## Arbeitsauftrag 1
Wie viel Prozent der Abstimmenden waren laut dem Artikel über den ARD-Film „Gott“ dafür, dass die Hauptfigur sterben darf?
## Arbeitsauftrag 2
Schreibe den Artikel über die Zuschauerabstimmung zum ARD-Film „Gott“ im Anschluss an seinen letzten Satz weiter.

## Ausgangstext

________

Essen. Der ARD-Film „Gott“ nach dem Stück von Ferdinand von Schirach setzte sich mit Sterbehilfe auseinander. Die Zuschauer konnten abstimmen.
Wieder durften die ARD-Zuschauer wie schon vor vier Jahren bei einem anderen Film entscheiden: 70,8 Prozent der Abstimmenden waren am Ende dafür, dass die Hauptfigur des Montagsfilms „Gott von Ferdinand von Schirach“ sterben darf. Sie hielten es für richtig, einem gesunden Menschen ein tödliches Medikament zu geben.
Im Anschluss wurde das Thema in der Talkrunde „Hart aber fair“ diskutiert, wo auch das Ergebnis verkündet wurde. 29,2 Prozent der Abstimmenden waren demnach gegen die Ausgabe des todbringenden Medikaments. Auch in Österreich und in der Schweiz war der Film zu sehen.
Zuschauer-Abstimmung wie nach Fernsehspiel „Terror“
Als die ARD im Oktober 2016 das Fernsehspiel „Terror“ nach Ferdinand von Schirachs Bühnenstück ausstrahlte, da war das fast so etwas wie das TV-Ereignis des Jahres. Weil der Zuschauer , wie zuvor im Theater, zum Richter wurde. Er durfte darüber abstimmen, ob ein Luftwaffen-Major, der ein von Terroristen gekapertes Passagierflugzeug abgeschossen hatte, um 70.000 Zuschauer im angesteuerten Ziel, einem Fußballstadion, zu retten, wegen Mordes zu verurteilen sei.
Im Oktober 2016 waren Film und Votum im Anschluss Thema in Frank Plasbergs Talkshow „Hart aber fair“ . 86,9 Prozent der Fernsehzuschauer hatten zuvor den Major vom Mordvorwurf freigesprochen. Auch in von Schirachs zweitem Stück „Gott“, das im September in Düsseldorf und Berlin Bühnenpremiere hatte , ist wieder der Zuschauer gefragt. Und erneut griff Plasberg am Montagabend (21.45 Uhr) die Problematik auf.
Vorsorglich hatte ARD-Programmdirektor Volker Herres darauf hingewiesen, dass das Abstimmungsergebnis am Ende keineswegs als medial inszeniertes Plebiszit missverstanden werden darf. Tatsächlich ging es bei der Einbindung des Zuschauers vor allem darum, zum Nachdenken über grundlegende Gewissensfragen anzuregen. Im Falle von „Gott“ hieß das: Jeder muss sich der schwierigen Entscheidung über das eigene Leben und Sterben stellen.

________

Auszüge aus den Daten
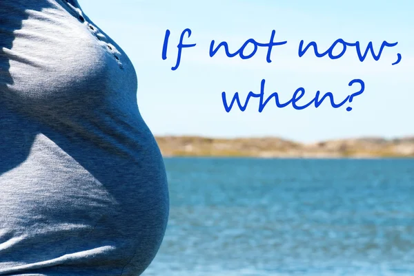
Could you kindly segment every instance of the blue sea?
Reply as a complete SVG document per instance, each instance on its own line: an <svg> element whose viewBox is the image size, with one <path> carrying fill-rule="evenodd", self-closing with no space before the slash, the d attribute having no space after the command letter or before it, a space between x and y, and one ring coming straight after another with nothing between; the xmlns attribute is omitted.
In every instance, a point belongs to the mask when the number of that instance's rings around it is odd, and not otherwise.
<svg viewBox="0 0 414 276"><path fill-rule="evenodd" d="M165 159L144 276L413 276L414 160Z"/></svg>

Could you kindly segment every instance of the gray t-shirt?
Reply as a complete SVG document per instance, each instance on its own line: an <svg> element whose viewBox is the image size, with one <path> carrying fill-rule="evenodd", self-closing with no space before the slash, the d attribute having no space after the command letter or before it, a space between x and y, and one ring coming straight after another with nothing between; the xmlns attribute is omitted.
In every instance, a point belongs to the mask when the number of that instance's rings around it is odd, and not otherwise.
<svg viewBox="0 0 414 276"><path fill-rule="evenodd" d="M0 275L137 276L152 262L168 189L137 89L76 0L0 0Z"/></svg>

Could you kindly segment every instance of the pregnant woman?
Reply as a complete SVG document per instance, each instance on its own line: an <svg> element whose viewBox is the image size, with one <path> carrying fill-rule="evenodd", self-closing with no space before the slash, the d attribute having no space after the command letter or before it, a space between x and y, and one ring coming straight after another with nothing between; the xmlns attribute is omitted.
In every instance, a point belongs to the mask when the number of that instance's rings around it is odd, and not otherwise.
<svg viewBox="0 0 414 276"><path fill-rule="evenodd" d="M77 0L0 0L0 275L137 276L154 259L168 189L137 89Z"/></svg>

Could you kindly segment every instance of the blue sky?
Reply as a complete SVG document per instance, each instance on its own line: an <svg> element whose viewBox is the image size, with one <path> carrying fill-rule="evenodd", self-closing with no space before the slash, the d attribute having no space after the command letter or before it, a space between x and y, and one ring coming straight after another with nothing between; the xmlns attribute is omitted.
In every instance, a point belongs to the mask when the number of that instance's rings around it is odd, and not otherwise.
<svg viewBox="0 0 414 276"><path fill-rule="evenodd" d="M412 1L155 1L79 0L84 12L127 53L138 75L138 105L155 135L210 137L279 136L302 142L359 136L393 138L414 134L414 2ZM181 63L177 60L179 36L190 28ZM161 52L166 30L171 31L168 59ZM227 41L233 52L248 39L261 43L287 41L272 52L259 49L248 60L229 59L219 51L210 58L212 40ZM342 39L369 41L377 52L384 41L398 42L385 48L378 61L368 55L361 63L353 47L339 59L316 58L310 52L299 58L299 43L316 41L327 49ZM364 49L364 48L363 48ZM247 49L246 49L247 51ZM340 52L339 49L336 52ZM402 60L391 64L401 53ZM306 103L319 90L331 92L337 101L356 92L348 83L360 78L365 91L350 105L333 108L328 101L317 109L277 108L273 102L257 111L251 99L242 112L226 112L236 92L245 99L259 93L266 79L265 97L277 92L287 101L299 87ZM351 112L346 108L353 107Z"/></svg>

________

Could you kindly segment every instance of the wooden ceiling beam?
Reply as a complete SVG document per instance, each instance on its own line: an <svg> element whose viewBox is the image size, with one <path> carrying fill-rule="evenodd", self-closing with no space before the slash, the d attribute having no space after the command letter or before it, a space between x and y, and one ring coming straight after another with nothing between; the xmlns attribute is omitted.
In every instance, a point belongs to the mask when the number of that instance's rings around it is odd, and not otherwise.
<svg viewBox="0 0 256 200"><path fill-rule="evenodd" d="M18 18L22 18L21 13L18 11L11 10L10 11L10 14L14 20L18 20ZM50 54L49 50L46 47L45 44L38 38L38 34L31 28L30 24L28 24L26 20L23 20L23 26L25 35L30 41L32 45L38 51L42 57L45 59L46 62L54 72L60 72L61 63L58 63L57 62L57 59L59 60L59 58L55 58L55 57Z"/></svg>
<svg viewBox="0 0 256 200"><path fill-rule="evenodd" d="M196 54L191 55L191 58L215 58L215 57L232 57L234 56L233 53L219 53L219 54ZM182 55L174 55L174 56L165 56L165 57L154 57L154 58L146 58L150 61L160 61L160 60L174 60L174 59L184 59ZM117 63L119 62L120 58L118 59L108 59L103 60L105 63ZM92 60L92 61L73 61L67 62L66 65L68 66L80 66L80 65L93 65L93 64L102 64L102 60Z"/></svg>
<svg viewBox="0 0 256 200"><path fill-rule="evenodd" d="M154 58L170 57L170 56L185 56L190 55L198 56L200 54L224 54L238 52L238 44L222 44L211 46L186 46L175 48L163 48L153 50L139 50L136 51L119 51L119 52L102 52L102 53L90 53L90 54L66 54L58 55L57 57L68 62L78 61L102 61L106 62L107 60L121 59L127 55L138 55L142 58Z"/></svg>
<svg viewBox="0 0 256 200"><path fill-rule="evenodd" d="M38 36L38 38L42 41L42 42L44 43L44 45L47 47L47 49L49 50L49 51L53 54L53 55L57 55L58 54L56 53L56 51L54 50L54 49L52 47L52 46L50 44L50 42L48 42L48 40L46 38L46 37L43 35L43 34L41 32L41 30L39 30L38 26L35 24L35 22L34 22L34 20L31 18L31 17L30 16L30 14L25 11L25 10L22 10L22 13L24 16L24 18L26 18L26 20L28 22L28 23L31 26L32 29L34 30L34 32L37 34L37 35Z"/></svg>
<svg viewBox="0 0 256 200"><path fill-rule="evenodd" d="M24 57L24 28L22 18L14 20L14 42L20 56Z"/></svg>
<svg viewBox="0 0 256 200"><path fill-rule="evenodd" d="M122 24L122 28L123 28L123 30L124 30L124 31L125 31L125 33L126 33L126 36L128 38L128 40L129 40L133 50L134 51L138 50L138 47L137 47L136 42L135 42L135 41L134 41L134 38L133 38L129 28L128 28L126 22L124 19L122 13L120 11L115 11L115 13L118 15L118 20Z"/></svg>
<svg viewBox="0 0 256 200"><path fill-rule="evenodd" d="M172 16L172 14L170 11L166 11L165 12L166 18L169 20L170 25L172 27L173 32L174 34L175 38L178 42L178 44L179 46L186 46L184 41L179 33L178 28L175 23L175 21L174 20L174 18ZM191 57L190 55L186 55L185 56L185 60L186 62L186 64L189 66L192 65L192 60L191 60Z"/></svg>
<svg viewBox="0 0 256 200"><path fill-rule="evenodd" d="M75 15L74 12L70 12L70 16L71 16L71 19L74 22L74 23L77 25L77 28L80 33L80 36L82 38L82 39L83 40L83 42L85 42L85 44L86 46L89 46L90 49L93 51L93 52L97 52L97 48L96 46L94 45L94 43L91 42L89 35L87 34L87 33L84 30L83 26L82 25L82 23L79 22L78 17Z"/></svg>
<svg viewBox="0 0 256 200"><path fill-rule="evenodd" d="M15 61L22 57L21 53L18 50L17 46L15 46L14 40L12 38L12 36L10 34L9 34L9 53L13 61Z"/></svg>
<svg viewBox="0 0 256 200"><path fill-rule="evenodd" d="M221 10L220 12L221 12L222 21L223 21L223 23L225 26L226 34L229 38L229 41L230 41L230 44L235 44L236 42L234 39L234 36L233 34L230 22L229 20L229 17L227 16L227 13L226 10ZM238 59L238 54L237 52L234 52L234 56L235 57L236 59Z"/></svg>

________

## Antwortbereich 1
70,8 Prozent.

## Antwortbereich 2
Ärztliche Beihilfe zum Suizid ist nicht mehr grundsätzlich verboten
Im Februar 2020 kassierte das Bundesverfassungsgericht den Paragrafen 217 des Strafgesetzbuches. Der verbot seit 2015 die „gewerbsmäßige Förderung“ von Selbstmord , etwa durch die Beschaffung tödlicher Medikamente, die der Lebensmüde selbst einnimmt. Eine gesetzliche Neuregelung steht zwar noch aus, aber ärztliche Beihilfe zum Suizid ist nunmehr erlaubt.
Unter welchen Umständen darf man einem Menschen, der sich das Leben nehmen will, beim Selbstmord helfen? Gibt es ein Anrecht auf selbstbestimmtes Sterben? Hausärztin Dr. Brandt ( Anna Maria Mühe ) hat es aus persönlicher Überzeugung im Film abgelehnt, ihrem zwar betagten, aber physisch und psychisch gesunden Patienten Richard Gärtner ( Matthias Habich ) ein todbringendes Präparat zu besorgen. Lesen Sie auch: Autor von Schirach spricht bei Lanz über seine Depression
Regie, Darsteller, Kamera machen aus „Gott“ ein TV-Erlebnis
Nun ist der Deutsche Ethikrat zu einer öffentlichen Sitzung zusammengekommen, um exemplarisch den Einzelfall des Witwers zu diskutieren. Es geht letztlich auch um die Frage, ob Mediziner jedem Patientenwunsch nach Sterbehilfe nachkommen müssen – egal ob jung oder alt, krank oder gesund.
Ethikrat-Mitglied Dr. Keller ( Ina Weisse ) und Gärtners Anwalt Biegler ( Lars Eidinger , schon der Verteidiger in „Terror“) befragen Experten zu ihren Positionen: eine Verfassungsrechtlerin ( Christiane Paul ), den Bundesärztekammer-Chef ( Götz Schubert ), Bischof Thiel ( Ulrich Matthes ).
Kraumes Regie, starke Darsteller und eine exzellente Kameraführung machen aus dem eigentlich undramatischen Stück voller akademischer Diskurse und rhetorischer Finessen ein Erlebnis. Vor allem der religiöse Disput zwischen Biegler und Bischof Thiel markiert, dank Ulrich Matthes, eine der seltenen Sternstunden.